BEGIN

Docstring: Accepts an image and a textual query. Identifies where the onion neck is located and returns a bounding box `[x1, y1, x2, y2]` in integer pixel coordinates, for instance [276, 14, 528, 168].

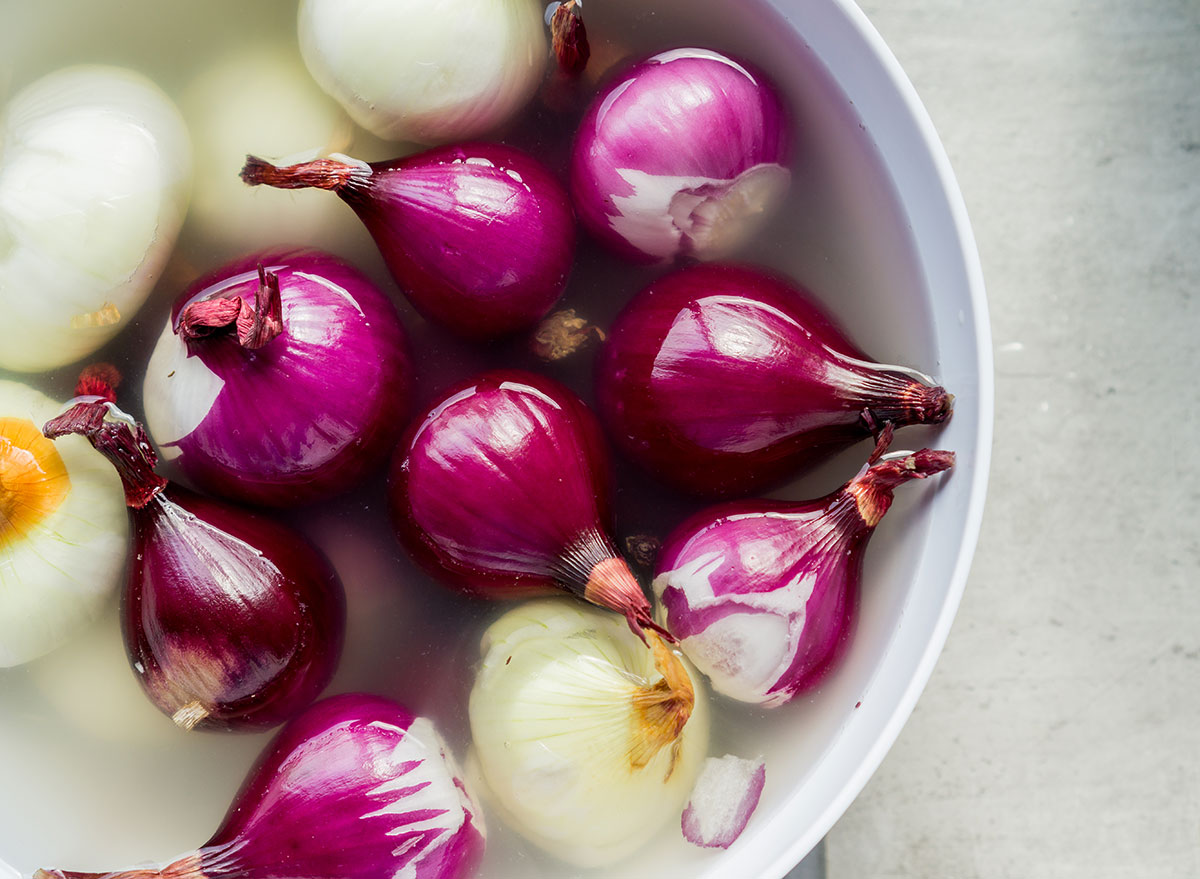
[846, 448, 956, 528]
[556, 530, 673, 643]
[42, 401, 167, 509]
[177, 265, 283, 350]
[34, 853, 205, 879]
[629, 633, 695, 774]
[240, 153, 371, 194]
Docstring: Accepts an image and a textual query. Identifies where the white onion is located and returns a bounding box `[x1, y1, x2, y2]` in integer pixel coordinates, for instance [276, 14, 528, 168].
[298, 0, 548, 145]
[0, 66, 191, 373]
[0, 380, 128, 667]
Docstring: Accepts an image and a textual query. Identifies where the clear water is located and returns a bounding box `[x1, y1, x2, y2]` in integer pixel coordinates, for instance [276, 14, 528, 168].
[0, 2, 939, 877]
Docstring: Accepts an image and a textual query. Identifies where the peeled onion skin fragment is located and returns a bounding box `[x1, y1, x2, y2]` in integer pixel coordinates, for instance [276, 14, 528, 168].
[681, 754, 767, 849]
[43, 397, 345, 732]
[389, 370, 665, 640]
[653, 430, 954, 706]
[597, 263, 953, 497]
[34, 693, 486, 879]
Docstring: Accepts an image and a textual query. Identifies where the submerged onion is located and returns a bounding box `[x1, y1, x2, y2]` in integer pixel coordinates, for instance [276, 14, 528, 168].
[469, 599, 708, 866]
[653, 429, 954, 706]
[36, 693, 485, 879]
[298, 0, 547, 144]
[597, 263, 953, 496]
[570, 48, 790, 264]
[43, 395, 345, 731]
[241, 145, 575, 339]
[0, 66, 191, 373]
[389, 370, 661, 636]
[0, 378, 127, 667]
[142, 251, 411, 507]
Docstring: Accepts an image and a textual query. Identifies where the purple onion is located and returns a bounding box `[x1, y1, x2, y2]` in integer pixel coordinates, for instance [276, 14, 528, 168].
[596, 263, 953, 497]
[653, 430, 954, 706]
[241, 144, 576, 339]
[389, 369, 663, 638]
[142, 250, 411, 508]
[35, 693, 485, 879]
[570, 47, 790, 263]
[43, 394, 345, 731]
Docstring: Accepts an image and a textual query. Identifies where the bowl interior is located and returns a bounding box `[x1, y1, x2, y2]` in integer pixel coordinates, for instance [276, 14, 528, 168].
[0, 1, 991, 877]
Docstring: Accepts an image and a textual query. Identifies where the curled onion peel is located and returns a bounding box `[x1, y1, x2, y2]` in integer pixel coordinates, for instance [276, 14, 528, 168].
[389, 370, 664, 639]
[597, 263, 953, 497]
[241, 145, 576, 339]
[35, 693, 485, 879]
[653, 428, 954, 706]
[142, 250, 412, 507]
[570, 48, 790, 264]
[43, 395, 345, 731]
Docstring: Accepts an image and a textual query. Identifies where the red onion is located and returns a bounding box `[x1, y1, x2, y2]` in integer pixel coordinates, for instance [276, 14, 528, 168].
[389, 369, 662, 638]
[570, 48, 790, 263]
[142, 250, 411, 508]
[241, 144, 576, 339]
[596, 263, 954, 496]
[681, 754, 767, 849]
[42, 396, 345, 731]
[35, 693, 485, 879]
[653, 429, 954, 706]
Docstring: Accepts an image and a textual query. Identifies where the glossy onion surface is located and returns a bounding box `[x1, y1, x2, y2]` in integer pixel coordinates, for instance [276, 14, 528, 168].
[389, 370, 657, 633]
[143, 250, 411, 507]
[653, 441, 954, 705]
[37, 693, 485, 879]
[596, 263, 953, 496]
[570, 48, 790, 264]
[241, 144, 576, 339]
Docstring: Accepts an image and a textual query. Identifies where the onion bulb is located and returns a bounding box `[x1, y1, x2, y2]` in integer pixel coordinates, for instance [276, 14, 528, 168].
[0, 66, 191, 373]
[142, 251, 412, 507]
[0, 379, 127, 667]
[570, 48, 790, 264]
[36, 693, 485, 879]
[654, 428, 954, 706]
[43, 391, 345, 731]
[469, 599, 709, 866]
[298, 0, 547, 145]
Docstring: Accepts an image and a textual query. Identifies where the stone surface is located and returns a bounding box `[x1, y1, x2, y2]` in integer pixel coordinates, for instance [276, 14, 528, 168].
[826, 1, 1200, 877]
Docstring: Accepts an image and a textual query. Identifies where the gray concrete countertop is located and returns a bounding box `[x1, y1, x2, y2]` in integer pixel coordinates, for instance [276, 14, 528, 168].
[826, 1, 1200, 876]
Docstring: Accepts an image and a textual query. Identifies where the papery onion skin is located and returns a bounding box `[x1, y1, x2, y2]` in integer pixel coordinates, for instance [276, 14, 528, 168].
[596, 263, 954, 496]
[389, 370, 660, 635]
[0, 381, 127, 667]
[468, 599, 708, 867]
[43, 401, 345, 731]
[570, 48, 790, 264]
[142, 250, 411, 507]
[240, 145, 576, 339]
[653, 438, 954, 706]
[298, 0, 547, 144]
[0, 66, 191, 373]
[35, 693, 485, 879]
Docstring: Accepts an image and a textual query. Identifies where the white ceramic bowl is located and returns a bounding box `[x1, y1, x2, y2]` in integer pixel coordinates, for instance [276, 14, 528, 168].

END

- [Task] Return the material exactly as written, except for any pictures it holds.

- [Response to the task]
Docstring: Accepts an image and a textual query. Identifies where the onion neck is located and returns a bounding box `[x1, y1, x2, y2]` in integer pixel coordinates, for instance [276, 14, 528, 168].

[846, 448, 956, 528]
[556, 530, 673, 643]
[42, 401, 167, 509]
[177, 265, 283, 350]
[34, 853, 205, 879]
[629, 633, 695, 774]
[240, 153, 371, 194]
Docstring: Accepts an image and a textual query. Identifies where the white onion is located and returns a bounding box `[x1, y1, x2, y2]` in integer pixel coordinates, for instance [276, 14, 528, 168].
[298, 0, 548, 145]
[0, 66, 191, 373]
[0, 380, 128, 667]
Docstring: Accepts an image and a textual query. Identifies where the clear water is located and returns a bounding box `[x1, y1, x2, y2]` in integer pixel coordinates, for instance [276, 14, 528, 168].
[0, 2, 939, 877]
Docstring: Accepts an image and a textual query. Identifies where the peeled onion skin fragment is located and returns a bounding box `[x1, y1, x2, y2]` in integer pixel coordinates, for instance [276, 14, 528, 168].
[681, 754, 767, 849]
[43, 397, 345, 732]
[389, 370, 665, 640]
[653, 430, 954, 706]
[597, 263, 953, 497]
[34, 693, 486, 879]
Docstring: Accepts an image and a textual query. Identifies where the submerged onion is located and returns a bounding box `[x1, y1, x2, y2]` in integer pixel coordinates, for instance [276, 14, 528, 168].
[469, 599, 708, 866]
[653, 429, 954, 706]
[36, 693, 485, 879]
[298, 0, 547, 144]
[597, 263, 953, 496]
[570, 48, 790, 264]
[43, 395, 345, 731]
[241, 145, 575, 339]
[0, 66, 191, 373]
[389, 370, 661, 636]
[0, 378, 127, 667]
[142, 251, 411, 507]
Docstring: Accepts an image and a textual query. Identifies where the purple onion is located and returns a bounding box `[x1, y1, x2, y2]` in integer pixel coordinates, for instance [276, 14, 528, 168].
[596, 263, 953, 497]
[653, 430, 954, 706]
[241, 144, 576, 339]
[389, 369, 663, 638]
[142, 250, 411, 508]
[35, 693, 485, 879]
[570, 47, 790, 263]
[43, 394, 345, 731]
Docstring: Accepts an image and a textual query. Identifies where the bowl interior is located and returns a bounding box `[x1, y1, x2, y2]` in integer pixel coordinates, for instance [276, 14, 528, 168].
[0, 1, 991, 877]
Docstring: Accepts an image and a textual query. Identifies where the curled onion peel is located and returns a bounding box `[x1, y1, x2, y2]` in integer pixel coordinates, for instance [276, 14, 528, 168].
[389, 370, 664, 639]
[597, 263, 953, 497]
[241, 145, 576, 339]
[35, 693, 485, 879]
[653, 428, 954, 706]
[142, 250, 412, 507]
[570, 48, 790, 264]
[43, 395, 345, 731]
Docstring: Accepts an image and a textual query. Identifies where the red onion is located and returns a bounding box `[x1, y1, x2, y2]` in integer pixel coordinates, for instance [276, 14, 528, 168].
[389, 369, 662, 638]
[570, 48, 790, 263]
[142, 250, 411, 508]
[241, 144, 576, 339]
[596, 263, 954, 496]
[681, 754, 767, 849]
[42, 396, 345, 731]
[35, 693, 485, 879]
[653, 429, 954, 706]
Docstring: Accepts an image and a textual query. Identifies where the glossy onion surface is located and returns a bounding box `[x1, y1, x2, y2]` in integer pixel coordinates, for instance [276, 14, 528, 168].
[389, 370, 657, 633]
[143, 250, 411, 507]
[653, 441, 954, 705]
[37, 693, 485, 879]
[596, 263, 953, 496]
[570, 48, 790, 264]
[241, 144, 576, 339]
Docstring: Accepts an image and a textual query. Identifies where the onion bulb is located and returns a bounding box `[x1, y1, x2, y2]` in integer pixel coordinates, for instance [276, 14, 528, 168].
[0, 66, 191, 373]
[142, 251, 412, 507]
[0, 379, 127, 667]
[570, 48, 790, 264]
[36, 693, 485, 879]
[654, 428, 954, 706]
[43, 391, 345, 731]
[469, 599, 709, 866]
[298, 0, 547, 145]
Docstring: Accepts an image and a textual query. Identifies where the stone surface is located and returns a bounding box `[x1, y1, x2, y2]` in integer pixel coordinates, for instance [276, 14, 528, 168].
[826, 1, 1200, 877]
Docstring: Accepts an image and a textual query. Identifies where the gray concrete countertop is located and returns a bounding box `[x1, y1, x2, y2]` in integer pixel coordinates, for instance [276, 14, 528, 168].
[826, 1, 1200, 876]
Docstring: Accepts an image and a textual query. Identifies where the papery onion skin is located and returns a bounding box `[x1, y1, x2, y2]` in integer pixel coordinates, for instance [276, 14, 528, 168].
[596, 263, 954, 496]
[389, 370, 660, 635]
[0, 381, 127, 667]
[468, 599, 708, 867]
[43, 401, 345, 731]
[570, 48, 790, 264]
[142, 250, 411, 507]
[240, 145, 576, 339]
[653, 438, 954, 706]
[298, 0, 547, 144]
[0, 66, 191, 373]
[35, 693, 485, 879]
Docstring: Accepts an image and a textual query. Identifies where the white ceramic bowl is located and returns a bounding box `[x1, y1, x2, y2]` in integer pixel coordinates, for instance [276, 14, 528, 168].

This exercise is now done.